#### [WORK ORDER]
An exact transcription of all the data is required; the pictures are to be left out.

########################################

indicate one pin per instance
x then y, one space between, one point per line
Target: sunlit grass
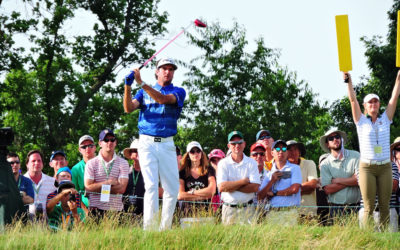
113 233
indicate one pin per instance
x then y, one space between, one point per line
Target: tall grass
110 234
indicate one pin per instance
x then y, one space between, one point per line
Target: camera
72 197
286 174
6 137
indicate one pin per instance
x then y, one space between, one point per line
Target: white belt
373 162
150 138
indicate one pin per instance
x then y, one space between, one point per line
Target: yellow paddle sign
343 38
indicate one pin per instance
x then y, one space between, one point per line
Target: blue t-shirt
26 185
159 119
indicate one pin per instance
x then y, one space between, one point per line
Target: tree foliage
58 86
233 89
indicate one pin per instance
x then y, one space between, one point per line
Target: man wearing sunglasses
282 184
338 174
24 184
58 159
264 137
106 177
238 179
87 148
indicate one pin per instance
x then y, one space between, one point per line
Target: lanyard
109 168
19 181
36 189
135 180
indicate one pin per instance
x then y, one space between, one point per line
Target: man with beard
338 174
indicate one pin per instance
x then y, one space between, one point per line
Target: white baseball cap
369 97
166 61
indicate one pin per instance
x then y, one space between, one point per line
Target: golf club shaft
151 58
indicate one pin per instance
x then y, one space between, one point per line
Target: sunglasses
195 151
279 149
87 146
331 138
236 142
264 137
110 139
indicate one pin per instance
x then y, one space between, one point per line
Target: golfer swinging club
160 107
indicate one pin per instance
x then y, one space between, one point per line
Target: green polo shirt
58 216
344 168
78 174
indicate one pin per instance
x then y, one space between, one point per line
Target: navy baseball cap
104 133
57 152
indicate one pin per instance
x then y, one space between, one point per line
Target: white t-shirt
372 136
228 170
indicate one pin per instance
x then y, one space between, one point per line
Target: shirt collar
159 87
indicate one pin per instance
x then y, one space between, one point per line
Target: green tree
233 89
59 86
381 59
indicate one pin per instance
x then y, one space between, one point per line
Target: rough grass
127 235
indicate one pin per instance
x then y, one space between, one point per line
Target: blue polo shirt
284 201
159 119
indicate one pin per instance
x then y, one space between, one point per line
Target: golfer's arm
129 104
158 97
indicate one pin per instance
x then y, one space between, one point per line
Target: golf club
197 22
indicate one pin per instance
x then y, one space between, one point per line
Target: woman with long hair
373 130
196 179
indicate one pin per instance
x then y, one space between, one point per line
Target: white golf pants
157 158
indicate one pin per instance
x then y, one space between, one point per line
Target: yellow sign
343 38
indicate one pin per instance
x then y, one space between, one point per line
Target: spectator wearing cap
373 130
87 148
282 184
214 157
160 107
338 174
42 183
63 174
238 179
106 173
63 210
296 154
322 198
58 159
134 193
264 137
257 153
24 184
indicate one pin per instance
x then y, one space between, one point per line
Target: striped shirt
160 119
95 170
393 198
371 135
42 189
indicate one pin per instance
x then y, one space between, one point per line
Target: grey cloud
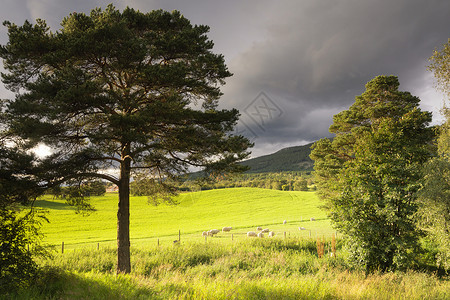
318 56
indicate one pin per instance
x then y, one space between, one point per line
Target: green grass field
247 268
241 208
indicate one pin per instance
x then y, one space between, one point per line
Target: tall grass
250 269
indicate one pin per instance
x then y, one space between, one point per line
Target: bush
17 267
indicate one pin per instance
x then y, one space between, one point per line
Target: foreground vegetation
248 269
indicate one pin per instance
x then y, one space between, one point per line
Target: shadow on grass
54 283
53 205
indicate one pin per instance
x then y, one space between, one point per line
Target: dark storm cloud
310 58
318 55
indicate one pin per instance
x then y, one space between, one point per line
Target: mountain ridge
294 158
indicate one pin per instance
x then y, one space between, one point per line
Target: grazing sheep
212 232
226 229
251 233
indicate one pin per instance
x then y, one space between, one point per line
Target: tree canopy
131 91
368 174
440 66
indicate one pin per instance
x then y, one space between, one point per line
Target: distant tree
440 66
434 210
369 173
133 91
435 196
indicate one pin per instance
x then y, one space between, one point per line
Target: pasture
241 208
245 268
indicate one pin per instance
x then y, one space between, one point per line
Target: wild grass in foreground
250 269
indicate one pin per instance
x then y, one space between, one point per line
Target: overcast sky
295 63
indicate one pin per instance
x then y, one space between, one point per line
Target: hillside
241 208
287 159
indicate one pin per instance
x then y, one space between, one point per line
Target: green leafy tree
19 224
440 66
369 173
435 196
133 91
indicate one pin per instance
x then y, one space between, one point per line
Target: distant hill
287 159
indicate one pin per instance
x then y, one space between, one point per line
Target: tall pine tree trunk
123 215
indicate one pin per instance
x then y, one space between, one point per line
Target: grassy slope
241 208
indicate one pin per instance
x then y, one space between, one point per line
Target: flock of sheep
260 231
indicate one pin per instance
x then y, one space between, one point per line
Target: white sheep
251 233
212 232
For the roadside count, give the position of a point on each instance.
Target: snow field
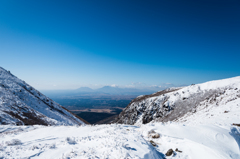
(104, 141)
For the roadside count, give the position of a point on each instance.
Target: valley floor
(120, 141)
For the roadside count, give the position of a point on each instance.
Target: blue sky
(69, 44)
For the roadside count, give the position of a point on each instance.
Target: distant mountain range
(106, 90)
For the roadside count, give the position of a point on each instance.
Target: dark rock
(169, 152)
(177, 150)
(153, 143)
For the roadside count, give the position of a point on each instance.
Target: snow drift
(175, 103)
(21, 104)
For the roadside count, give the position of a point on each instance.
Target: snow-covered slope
(21, 104)
(182, 103)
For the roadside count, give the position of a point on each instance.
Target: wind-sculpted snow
(21, 104)
(173, 104)
(120, 141)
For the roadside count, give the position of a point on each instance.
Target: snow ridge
(21, 104)
(176, 103)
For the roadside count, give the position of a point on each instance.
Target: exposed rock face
(21, 104)
(172, 104)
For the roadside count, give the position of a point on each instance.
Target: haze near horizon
(56, 45)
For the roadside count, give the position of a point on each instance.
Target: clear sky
(68, 44)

########################################

#### [SOLUTION FOR THIS EXERCISE]
indicate one pin per instance
x then y, one space between, one point per line
Target: sunlit grass
113 233
indicate one pin per instance
x then y, one space between, one point per line
Target: tall grass
110 234
indicate one pin per instance
x then y, one space between, one point per line
Target: camera
72 197
286 174
6 137
indicate one pin per instance
x then y, one space between, one point per line
Target: white belt
373 162
150 138
indicate one pin per instance
x then y, one space between, one point per line
Target: yellow paddle sign
343 38
indicate one pin per instance
x then y, one space between, one point per line
Target: blue t-shirt
26 185
159 119
indicate one pin per instance
x then y, one space between, one point per line
Target: tree foliage
58 86
233 89
indicate one pin per instance
x then y, one space between, one point per line
Target: man wearing sunglasses
282 184
338 174
24 184
58 159
264 137
106 177
238 179
87 148
indicate one pin per instance
x then y, one space between, one point per line
Target: lanyard
109 168
19 181
36 189
135 180
indicate one pin per instance
x then y, one space between, one point per line
Target: man with beard
338 174
indicate one pin per instance
x then y, one space between, one point per line
Target: white baseball cap
369 97
166 61
indicate one pin per instance
x then y, one space between, one point per line
Target: golf club shaft
151 58
indicate one pin per instance
x then y, one space between, one point per line
Target: sunglasses
195 151
279 149
87 146
331 138
236 142
264 137
110 139
indicate one pin per instance
x then y, one space between, one point per line
Target: golfer swinging club
160 107
indicate one pin per instance
x then y, one space between, one point per line
Target: green polo shirt
58 216
344 168
78 174
indicate one pin per instance
x then y, one space between, one point per line
Target: navy baseball cap
104 133
57 152
indicate one pin per instance
x then y, one space between, one point per line
Target: white t-shirt
372 136
228 170
indicate one pin per instance
x then y, one space between, one point per line
Target: shirt collar
159 87
indicate one pin per instance
x then y, one space between, one point per line
Target: green tree
233 89
59 86
381 59
indicate one pin per instance
x then y, one space between, one point per line
Target: rough grass
127 235
indicate one pin per instance
x then y, one space between, one point per line
Target: blue polo shirt
284 201
159 119
indicate one pin per instance
x then y, one space between, one point per line
Target: golfer's arm
129 104
158 97
indicate one pin per instance
x then y, one space between, one point per line
Target: golf club
197 22
indicate one pin per instance
x then y, one space between, one point per line
Target: woman with long hair
373 130
196 179
indicate one pin per instance
x then y, one space between, one point per line
Target: white golf pants
157 158
indicate one pin per instance
x then y, one space between, one point per line
Target: yellow sign
343 38
indicate one pin per instance
x then y, one space between, one point per line
Target: spectator wearing cap
373 130
87 148
282 184
214 157
160 107
338 174
42 183
63 174
238 179
106 173
63 210
296 154
322 198
58 159
134 193
264 137
257 153
24 184
indicate one pin per instance
x then y, one space between, one point per line
Target: striped shirt
160 119
95 170
393 198
371 135
42 189
indicate one pin per instance
x then y, one space between, one point per line
Target: grey cloud
318 56
indicate one pin per instance
x then y, one space between, one point per line
Target: green grass field
247 268
241 208
indicate one pin per instance
x then y, one space between, one point per line
Target: tall grass
250 269
indicate one pin per instance
x then y, one space between, one point per line
Target: bush
17 267
indicate one pin per instance
x then y, one space between, one point per line
Target: foreground vegetation
248 269
indicate one pin per instance
x then y, one space between, one point per line
Target: shadow on grass
54 283
53 205
indicate one pin per instance
x then y, one space between, one point per line
Target: dark storm cloud
310 58
318 55
indicate one pin per instance
x then y, one space between, one point per line
Target: mountain ridge
294 158
indicate one pin per instance
x then y, one space between, one point per line
Target: grazing sheep
212 232
226 229
251 233
indicate one pin per instance
x then y, one space between, one point per line
Target: tree canopy
131 91
368 174
440 66
indicate one pin per instance
x then y, one space between, one point per line
Target: distant tree
440 66
434 210
369 173
133 91
435 196
indicate one pin per instance
x then y, one space between, one point per line
Target: pasture
241 208
245 268
indicate one pin per instance
x then y, one space between, one point per line
Target: wild grass in foreground
250 269
indicate one pin per instance
x then y, one space between, one point per line
Target: overcast sky
295 63
indicate one pin per instance
x then y, one space between, one point per line
Target: hillside
241 208
287 159
indicate one pin per instance
x then y, one space between, one point per line
Target: green leafy tree
19 224
440 66
369 173
435 196
133 91
indicate one pin per instance
x then y, one space between, one point per line
Target: distant hill
287 159
indicate one pin per instance
x then y, one space between, one point per line
Target: tall pine tree trunk
123 215
indicate one pin per instance
x then y, one space between, one point per line
Target: grassy slope
241 208
indicate one pin per instance
x then y, one space between, one point per line
Target: flock of sheep
260 231
indicate one pin per instance
x then y, one space between, one point per line
Target: white sheep
251 233
212 232
For the roadside count, give the position of a point on each instance.
Target: snow field
(104, 141)
For the roadside count, give the position of a point on each instance.
Target: valley floor
(120, 141)
For the roadside count, give the position of a point on each instance.
Target: blue sky
(69, 44)
For the roadside count, give the position of a point on each instance.
Target: distant mountain range
(106, 90)
For the roadside count, give the position of a point on each instance.
Target: dark rock
(169, 152)
(177, 150)
(153, 143)
For the roadside count, give the position of a point on each instance.
Target: snow drift
(175, 103)
(21, 104)
For the roadside count, give the position of a point on each instance.
Target: snow-covered slope
(21, 104)
(182, 103)
For the roadside count, give the position of a point on each instance.
Target: wind-sculpted snow
(21, 104)
(173, 104)
(120, 141)
For the roadside count, give the position of a point on each instance.
Target: snow ridge
(21, 104)
(176, 103)
For the roadside count, give the position of a point on each instance.
Target: exposed rock face
(21, 104)
(172, 104)
For the roadside count, give the position of a point on each instance.
Target: haze near horizon
(56, 45)
For the roadside count, give the position of a point on each instance.
Target: clear sky
(68, 44)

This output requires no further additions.